Reproduce the lines of the listing below word for word, from the line containing "Each instance of the floral" through the end of the listing.

### [Stored entries]
┄┄┄┄┄┄┄┄┄┄
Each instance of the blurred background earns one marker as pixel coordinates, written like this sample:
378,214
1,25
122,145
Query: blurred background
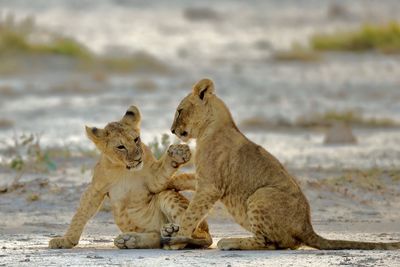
317,83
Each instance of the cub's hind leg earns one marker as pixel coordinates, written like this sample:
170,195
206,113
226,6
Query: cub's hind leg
174,205
138,240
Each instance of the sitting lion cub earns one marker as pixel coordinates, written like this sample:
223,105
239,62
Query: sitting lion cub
253,185
142,193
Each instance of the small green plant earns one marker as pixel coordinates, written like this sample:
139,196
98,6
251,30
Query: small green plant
158,148
18,37
27,153
383,38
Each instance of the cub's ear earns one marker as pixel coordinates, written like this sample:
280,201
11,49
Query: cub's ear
132,117
95,134
203,88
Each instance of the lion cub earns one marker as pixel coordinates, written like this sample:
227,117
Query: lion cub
253,185
142,193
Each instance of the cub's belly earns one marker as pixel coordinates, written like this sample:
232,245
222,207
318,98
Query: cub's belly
132,215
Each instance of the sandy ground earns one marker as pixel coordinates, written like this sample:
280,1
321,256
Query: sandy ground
26,227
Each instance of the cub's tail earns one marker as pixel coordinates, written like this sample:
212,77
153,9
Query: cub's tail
312,239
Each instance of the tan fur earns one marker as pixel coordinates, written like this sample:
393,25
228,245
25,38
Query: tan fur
256,189
141,189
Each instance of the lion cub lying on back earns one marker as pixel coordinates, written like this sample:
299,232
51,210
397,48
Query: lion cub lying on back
141,190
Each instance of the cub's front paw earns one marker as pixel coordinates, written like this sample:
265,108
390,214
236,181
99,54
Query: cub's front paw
168,231
180,154
126,240
61,242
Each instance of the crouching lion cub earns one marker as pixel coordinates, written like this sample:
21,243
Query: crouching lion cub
142,193
253,185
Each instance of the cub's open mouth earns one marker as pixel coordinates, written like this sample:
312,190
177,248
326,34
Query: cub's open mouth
137,165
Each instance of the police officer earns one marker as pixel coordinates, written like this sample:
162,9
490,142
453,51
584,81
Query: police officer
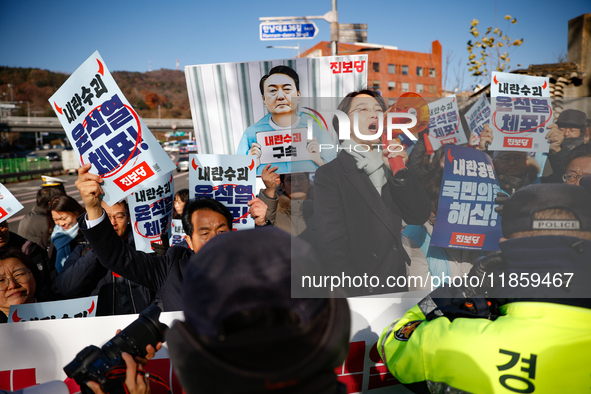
529,331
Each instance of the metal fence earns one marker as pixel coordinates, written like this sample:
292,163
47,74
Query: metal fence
23,169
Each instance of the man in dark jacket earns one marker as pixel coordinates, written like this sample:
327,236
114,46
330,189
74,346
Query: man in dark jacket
203,219
84,275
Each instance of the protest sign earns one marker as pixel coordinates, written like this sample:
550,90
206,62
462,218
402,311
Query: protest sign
105,130
229,179
521,112
9,205
282,146
466,218
477,116
45,347
229,108
445,126
151,211
67,309
177,234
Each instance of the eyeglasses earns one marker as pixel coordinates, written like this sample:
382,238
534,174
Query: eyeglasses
516,159
119,217
572,178
20,277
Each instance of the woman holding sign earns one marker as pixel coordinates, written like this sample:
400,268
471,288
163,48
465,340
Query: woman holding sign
360,204
63,227
17,281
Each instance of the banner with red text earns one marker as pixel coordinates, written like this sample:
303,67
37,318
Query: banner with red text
104,129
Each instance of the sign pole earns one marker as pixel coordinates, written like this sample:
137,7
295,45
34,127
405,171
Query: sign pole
334,30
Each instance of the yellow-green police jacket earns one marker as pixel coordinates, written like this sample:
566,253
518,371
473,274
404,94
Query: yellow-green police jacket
534,347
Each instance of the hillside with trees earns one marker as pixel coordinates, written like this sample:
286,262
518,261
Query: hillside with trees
145,91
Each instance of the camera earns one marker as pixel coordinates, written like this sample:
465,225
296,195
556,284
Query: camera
104,365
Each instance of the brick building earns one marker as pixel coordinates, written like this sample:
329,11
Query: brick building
393,71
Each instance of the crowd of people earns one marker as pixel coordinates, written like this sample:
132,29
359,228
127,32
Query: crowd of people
354,216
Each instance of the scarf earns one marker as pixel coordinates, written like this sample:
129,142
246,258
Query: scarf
370,162
61,240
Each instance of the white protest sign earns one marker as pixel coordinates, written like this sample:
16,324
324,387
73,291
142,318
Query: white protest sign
67,309
9,205
283,145
45,347
177,233
477,116
229,179
521,112
151,211
105,130
445,126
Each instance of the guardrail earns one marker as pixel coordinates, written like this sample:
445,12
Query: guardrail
23,169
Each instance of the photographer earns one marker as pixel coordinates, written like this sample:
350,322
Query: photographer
244,333
136,383
522,337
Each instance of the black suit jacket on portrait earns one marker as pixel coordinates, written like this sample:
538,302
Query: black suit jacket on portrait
358,231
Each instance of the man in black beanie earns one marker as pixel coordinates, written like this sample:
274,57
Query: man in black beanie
244,333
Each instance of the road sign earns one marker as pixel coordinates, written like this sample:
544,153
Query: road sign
353,32
287,30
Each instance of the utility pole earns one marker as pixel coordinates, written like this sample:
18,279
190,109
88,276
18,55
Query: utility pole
334,29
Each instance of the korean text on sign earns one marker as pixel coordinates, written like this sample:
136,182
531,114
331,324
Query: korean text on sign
283,146
466,216
106,131
151,212
445,126
521,113
347,67
229,179
478,116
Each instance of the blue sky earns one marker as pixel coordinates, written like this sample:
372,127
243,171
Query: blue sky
60,35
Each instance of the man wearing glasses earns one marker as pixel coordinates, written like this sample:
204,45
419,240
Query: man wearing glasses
84,275
280,91
578,164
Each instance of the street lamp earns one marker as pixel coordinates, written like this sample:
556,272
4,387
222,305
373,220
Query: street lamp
286,47
11,96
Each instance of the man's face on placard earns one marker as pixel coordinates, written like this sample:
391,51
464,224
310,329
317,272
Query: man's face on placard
280,94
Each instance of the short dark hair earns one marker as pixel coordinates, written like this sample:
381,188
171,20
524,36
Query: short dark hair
46,194
345,105
193,206
63,204
6,254
290,72
583,150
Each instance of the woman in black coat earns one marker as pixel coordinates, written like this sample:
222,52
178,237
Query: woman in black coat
360,204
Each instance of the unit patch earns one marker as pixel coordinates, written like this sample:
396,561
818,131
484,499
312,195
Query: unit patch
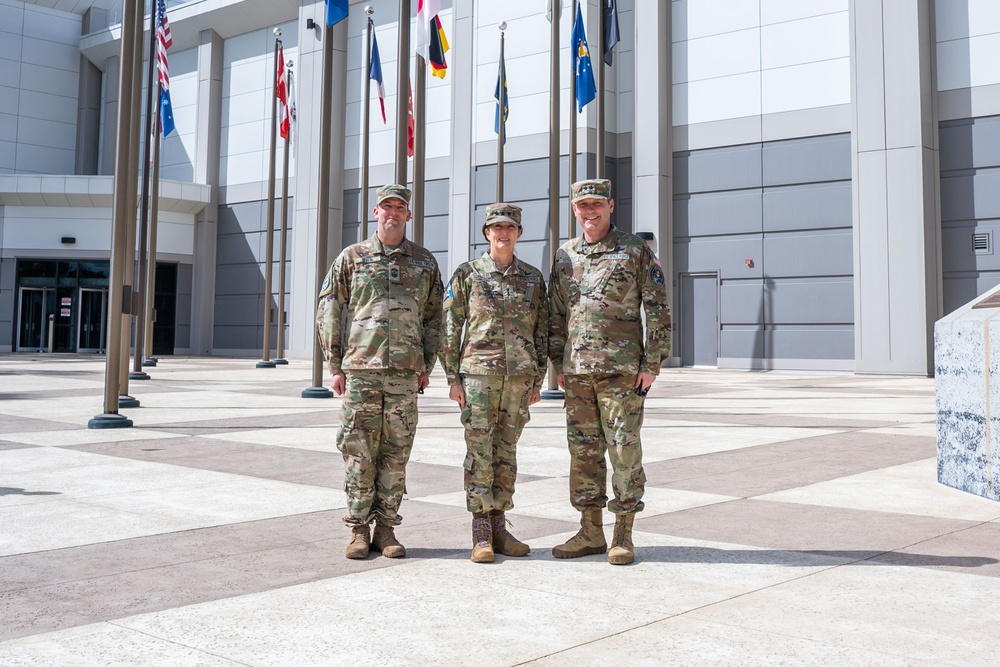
656,275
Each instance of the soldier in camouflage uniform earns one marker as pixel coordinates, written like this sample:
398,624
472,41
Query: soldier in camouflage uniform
601,284
495,372
391,289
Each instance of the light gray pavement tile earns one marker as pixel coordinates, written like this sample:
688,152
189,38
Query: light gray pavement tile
752,418
911,612
682,640
14,424
769,468
849,533
103,644
418,614
239,458
13,445
909,488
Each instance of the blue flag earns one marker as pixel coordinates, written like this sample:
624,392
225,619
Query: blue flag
336,11
611,33
586,89
501,81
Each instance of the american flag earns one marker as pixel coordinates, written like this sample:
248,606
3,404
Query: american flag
164,41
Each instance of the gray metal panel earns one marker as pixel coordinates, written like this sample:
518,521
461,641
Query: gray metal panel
716,169
242,218
238,311
956,247
741,342
810,342
826,253
815,206
238,279
971,196
810,160
726,255
815,301
718,213
742,302
239,249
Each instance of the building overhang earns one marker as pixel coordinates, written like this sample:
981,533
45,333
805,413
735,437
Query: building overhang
94,192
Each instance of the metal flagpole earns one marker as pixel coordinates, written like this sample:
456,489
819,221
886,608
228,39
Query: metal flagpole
140,326
110,418
502,102
555,12
403,91
419,148
366,123
283,237
154,211
269,241
134,137
600,95
573,112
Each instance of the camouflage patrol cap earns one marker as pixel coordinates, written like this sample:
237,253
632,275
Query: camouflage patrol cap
392,191
501,212
592,188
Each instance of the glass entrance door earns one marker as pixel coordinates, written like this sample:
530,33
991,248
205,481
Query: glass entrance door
34,307
93,320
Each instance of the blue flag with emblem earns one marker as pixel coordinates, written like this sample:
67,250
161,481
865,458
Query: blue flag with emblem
586,89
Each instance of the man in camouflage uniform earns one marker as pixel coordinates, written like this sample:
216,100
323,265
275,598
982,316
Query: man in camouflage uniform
495,372
391,289
602,282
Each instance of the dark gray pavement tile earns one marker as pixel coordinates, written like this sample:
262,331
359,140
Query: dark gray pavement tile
831,531
762,469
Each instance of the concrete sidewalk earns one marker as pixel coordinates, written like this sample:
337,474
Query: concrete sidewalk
790,519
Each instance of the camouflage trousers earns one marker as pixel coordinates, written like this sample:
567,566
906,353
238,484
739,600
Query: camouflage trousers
604,415
495,412
378,419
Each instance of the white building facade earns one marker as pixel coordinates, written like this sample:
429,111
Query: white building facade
817,175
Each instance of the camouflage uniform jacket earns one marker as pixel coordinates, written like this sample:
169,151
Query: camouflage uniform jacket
393,301
596,292
505,317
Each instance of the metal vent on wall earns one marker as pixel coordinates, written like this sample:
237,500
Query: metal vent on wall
982,243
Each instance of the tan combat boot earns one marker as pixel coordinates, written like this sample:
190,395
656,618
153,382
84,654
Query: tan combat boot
589,539
503,542
482,539
384,540
360,541
622,552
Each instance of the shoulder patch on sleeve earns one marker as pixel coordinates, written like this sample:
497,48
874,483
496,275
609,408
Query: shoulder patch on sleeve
656,275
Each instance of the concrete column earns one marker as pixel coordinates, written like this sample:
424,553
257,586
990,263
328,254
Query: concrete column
308,72
652,148
88,119
461,205
206,170
896,174
112,73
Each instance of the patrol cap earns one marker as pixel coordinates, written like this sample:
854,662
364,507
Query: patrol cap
501,212
592,188
392,191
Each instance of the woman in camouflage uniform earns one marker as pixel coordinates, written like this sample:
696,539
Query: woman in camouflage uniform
494,355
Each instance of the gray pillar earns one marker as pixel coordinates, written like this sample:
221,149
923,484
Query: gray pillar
461,205
88,119
652,150
896,174
308,79
112,72
206,170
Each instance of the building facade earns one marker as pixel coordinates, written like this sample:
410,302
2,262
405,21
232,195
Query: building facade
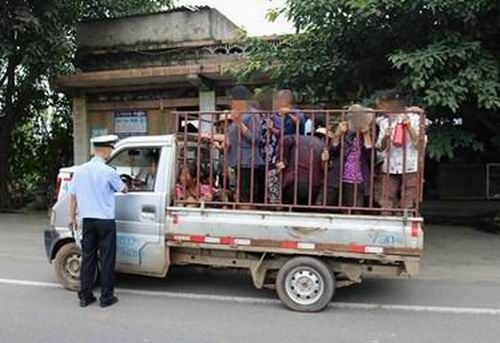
134,72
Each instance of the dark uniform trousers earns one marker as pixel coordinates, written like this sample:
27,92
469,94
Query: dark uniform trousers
98,235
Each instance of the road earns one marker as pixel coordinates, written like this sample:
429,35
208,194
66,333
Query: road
195,305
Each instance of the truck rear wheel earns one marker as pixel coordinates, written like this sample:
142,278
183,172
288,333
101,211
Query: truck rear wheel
67,265
305,284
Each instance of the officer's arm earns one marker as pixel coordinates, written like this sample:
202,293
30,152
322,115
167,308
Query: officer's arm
72,209
116,182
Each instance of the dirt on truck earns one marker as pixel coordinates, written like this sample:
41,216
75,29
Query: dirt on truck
305,212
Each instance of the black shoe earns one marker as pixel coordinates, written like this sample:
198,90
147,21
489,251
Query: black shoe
84,302
109,302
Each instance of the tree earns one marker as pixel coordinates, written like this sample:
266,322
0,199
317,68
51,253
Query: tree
445,53
37,43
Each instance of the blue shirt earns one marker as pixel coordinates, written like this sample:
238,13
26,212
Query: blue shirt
242,143
94,184
289,127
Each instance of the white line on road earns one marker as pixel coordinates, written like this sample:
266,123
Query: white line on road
253,300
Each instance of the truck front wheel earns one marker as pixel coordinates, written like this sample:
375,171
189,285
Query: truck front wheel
305,284
67,264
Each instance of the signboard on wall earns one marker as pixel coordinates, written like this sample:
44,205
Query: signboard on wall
131,123
98,131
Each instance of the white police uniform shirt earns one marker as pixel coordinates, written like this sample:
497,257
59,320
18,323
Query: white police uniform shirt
94,184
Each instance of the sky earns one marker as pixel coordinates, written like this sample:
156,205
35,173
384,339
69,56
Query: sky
249,14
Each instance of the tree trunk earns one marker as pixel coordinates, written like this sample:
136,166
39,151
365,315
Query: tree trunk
7,122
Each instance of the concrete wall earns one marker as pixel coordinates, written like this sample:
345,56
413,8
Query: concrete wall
160,28
81,137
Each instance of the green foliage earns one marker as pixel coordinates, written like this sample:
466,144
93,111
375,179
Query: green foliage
445,53
37,44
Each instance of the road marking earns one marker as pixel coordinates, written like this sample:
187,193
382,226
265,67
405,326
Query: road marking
267,301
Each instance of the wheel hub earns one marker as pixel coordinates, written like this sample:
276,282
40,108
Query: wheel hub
72,265
304,285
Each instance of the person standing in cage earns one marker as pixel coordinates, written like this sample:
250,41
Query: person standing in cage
269,145
353,138
292,118
397,183
242,144
302,168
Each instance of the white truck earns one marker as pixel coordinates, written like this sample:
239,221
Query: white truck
305,256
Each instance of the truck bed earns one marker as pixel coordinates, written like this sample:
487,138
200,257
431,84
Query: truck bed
351,236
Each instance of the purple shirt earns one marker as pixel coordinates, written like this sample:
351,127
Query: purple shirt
352,164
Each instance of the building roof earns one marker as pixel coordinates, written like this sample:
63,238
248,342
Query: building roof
184,24
171,10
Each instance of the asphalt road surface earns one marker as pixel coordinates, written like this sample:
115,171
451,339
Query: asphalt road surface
195,305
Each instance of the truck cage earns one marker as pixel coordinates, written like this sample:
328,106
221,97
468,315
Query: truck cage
202,140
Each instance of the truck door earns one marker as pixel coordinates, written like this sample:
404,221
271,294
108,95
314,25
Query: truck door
140,213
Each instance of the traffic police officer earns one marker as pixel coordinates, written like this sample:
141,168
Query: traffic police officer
93,197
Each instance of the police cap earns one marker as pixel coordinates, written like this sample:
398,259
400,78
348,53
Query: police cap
104,141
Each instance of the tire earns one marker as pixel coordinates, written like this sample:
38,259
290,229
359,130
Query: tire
305,284
67,266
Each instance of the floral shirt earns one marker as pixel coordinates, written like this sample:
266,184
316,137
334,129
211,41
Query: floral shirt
352,167
393,155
┄┄┄┄┄┄┄┄┄┄
### [WRITTEN RESPONSE]
Each instance of the floral shirt earns one marker as pixel coordinates, written like this sample:
266,184
316,137
334,129
211,41
Query: floral shirt
352,167
393,155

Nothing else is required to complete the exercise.